About this task: Without the images, write out the entries word for word.

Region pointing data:
- Opening Delimiter -
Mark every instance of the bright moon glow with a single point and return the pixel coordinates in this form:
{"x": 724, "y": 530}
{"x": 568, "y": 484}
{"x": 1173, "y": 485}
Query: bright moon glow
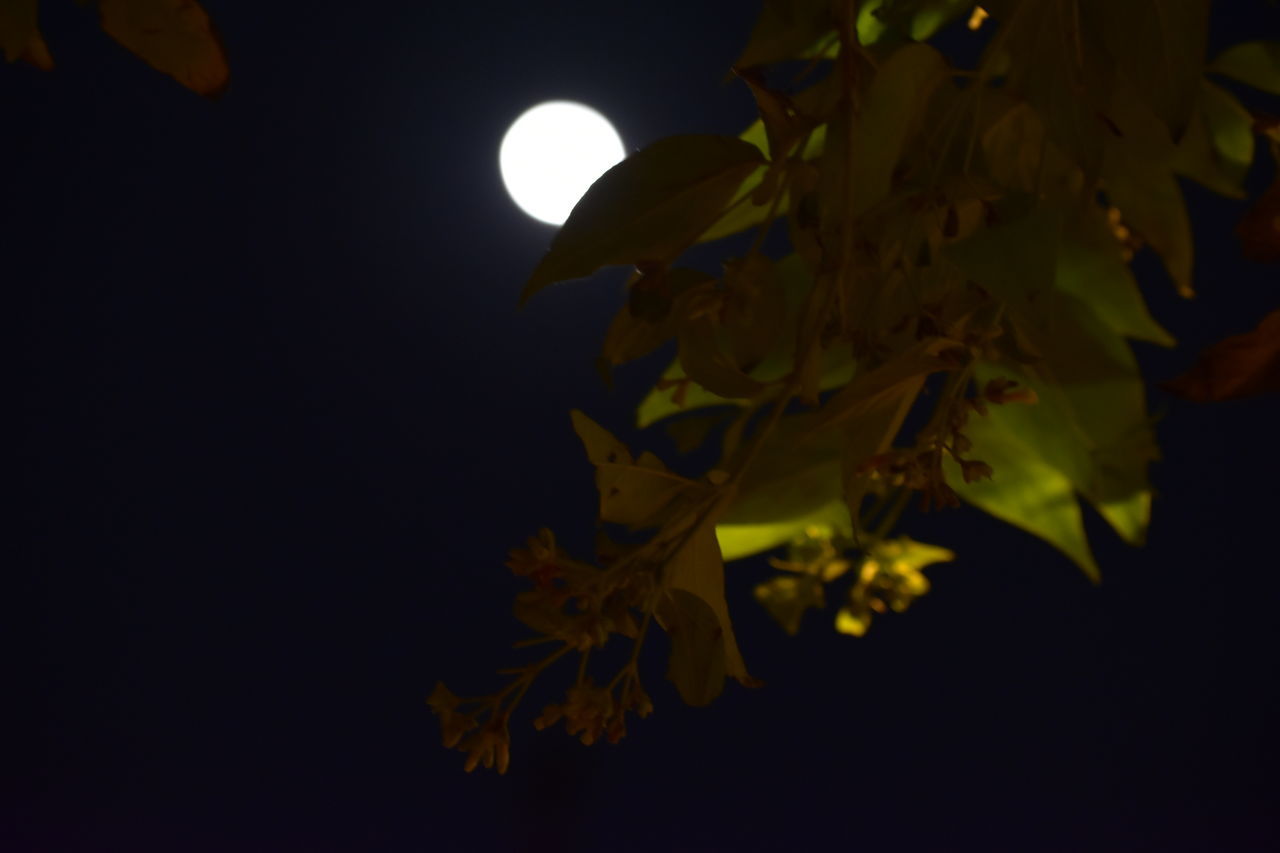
{"x": 552, "y": 154}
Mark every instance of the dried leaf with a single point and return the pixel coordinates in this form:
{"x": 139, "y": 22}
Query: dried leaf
{"x": 172, "y": 36}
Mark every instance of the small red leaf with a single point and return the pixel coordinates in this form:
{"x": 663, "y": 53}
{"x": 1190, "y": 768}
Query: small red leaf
{"x": 1243, "y": 365}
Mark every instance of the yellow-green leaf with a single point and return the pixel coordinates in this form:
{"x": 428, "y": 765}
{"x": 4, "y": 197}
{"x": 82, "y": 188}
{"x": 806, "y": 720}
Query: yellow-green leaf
{"x": 648, "y": 208}
{"x": 632, "y": 491}
{"x": 891, "y": 112}
{"x": 787, "y": 597}
{"x": 172, "y": 36}
{"x": 1023, "y": 491}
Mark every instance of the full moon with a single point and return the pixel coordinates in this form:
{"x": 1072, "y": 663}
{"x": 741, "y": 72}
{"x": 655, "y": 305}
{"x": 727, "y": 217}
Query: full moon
{"x": 552, "y": 154}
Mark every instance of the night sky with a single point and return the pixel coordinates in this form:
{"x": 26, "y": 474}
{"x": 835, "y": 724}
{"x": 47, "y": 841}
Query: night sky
{"x": 282, "y": 420}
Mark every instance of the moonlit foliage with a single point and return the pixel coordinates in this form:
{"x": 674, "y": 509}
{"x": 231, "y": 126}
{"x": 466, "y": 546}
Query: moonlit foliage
{"x": 552, "y": 154}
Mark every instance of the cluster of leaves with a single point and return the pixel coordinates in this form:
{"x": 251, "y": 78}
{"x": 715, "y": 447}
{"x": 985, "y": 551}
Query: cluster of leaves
- Closing Delimiter -
Completed exercise:
Mark every instance of the bright moon glow with a single point and return the pixel coordinates in this form:
{"x": 724, "y": 530}
{"x": 568, "y": 484}
{"x": 1173, "y": 485}
Query: bright moon glow
{"x": 552, "y": 154}
Mark every instance of the dried leaf with a single point and return the pixel coordinates in this form:
{"x": 139, "y": 22}
Query: dried leaf
{"x": 172, "y": 36}
Mark every instance of the small red leaf with a single point and return the pixel coordinates in this form:
{"x": 663, "y": 53}
{"x": 1190, "y": 768}
Query: small red leaf
{"x": 1243, "y": 365}
Mark every instance of the yellow-green leaf with a single point and return the pixel coordinates in this form:
{"x": 428, "y": 765}
{"x": 4, "y": 197}
{"x": 82, "y": 188}
{"x": 806, "y": 720}
Query: yellow-green leaf
{"x": 648, "y": 208}
{"x": 632, "y": 491}
{"x": 891, "y": 112}
{"x": 787, "y": 597}
{"x": 172, "y": 36}
{"x": 1023, "y": 491}
Mark every instance of the full moon with a single point and return the pixel coordinates in this form:
{"x": 1072, "y": 663}
{"x": 741, "y": 72}
{"x": 655, "y": 305}
{"x": 727, "y": 217}
Query: full moon
{"x": 552, "y": 154}
Mark every instance of the night sky with a single point and return the pixel coordinates in this form:
{"x": 26, "y": 474}
{"x": 835, "y": 724}
{"x": 47, "y": 841}
Query: night sky
{"x": 282, "y": 420}
Mark every instance of the moonlit foliage with a single point and return the pixel coordinates in this form:
{"x": 674, "y": 509}
{"x": 231, "y": 126}
{"x": 466, "y": 546}
Query: moonlit foliage
{"x": 552, "y": 154}
Mark every instance of the cluster of leaves with a single point and return the pixel coordinates in this form:
{"x": 251, "y": 78}
{"x": 715, "y": 447}
{"x": 985, "y": 551}
Query: cluster of leaves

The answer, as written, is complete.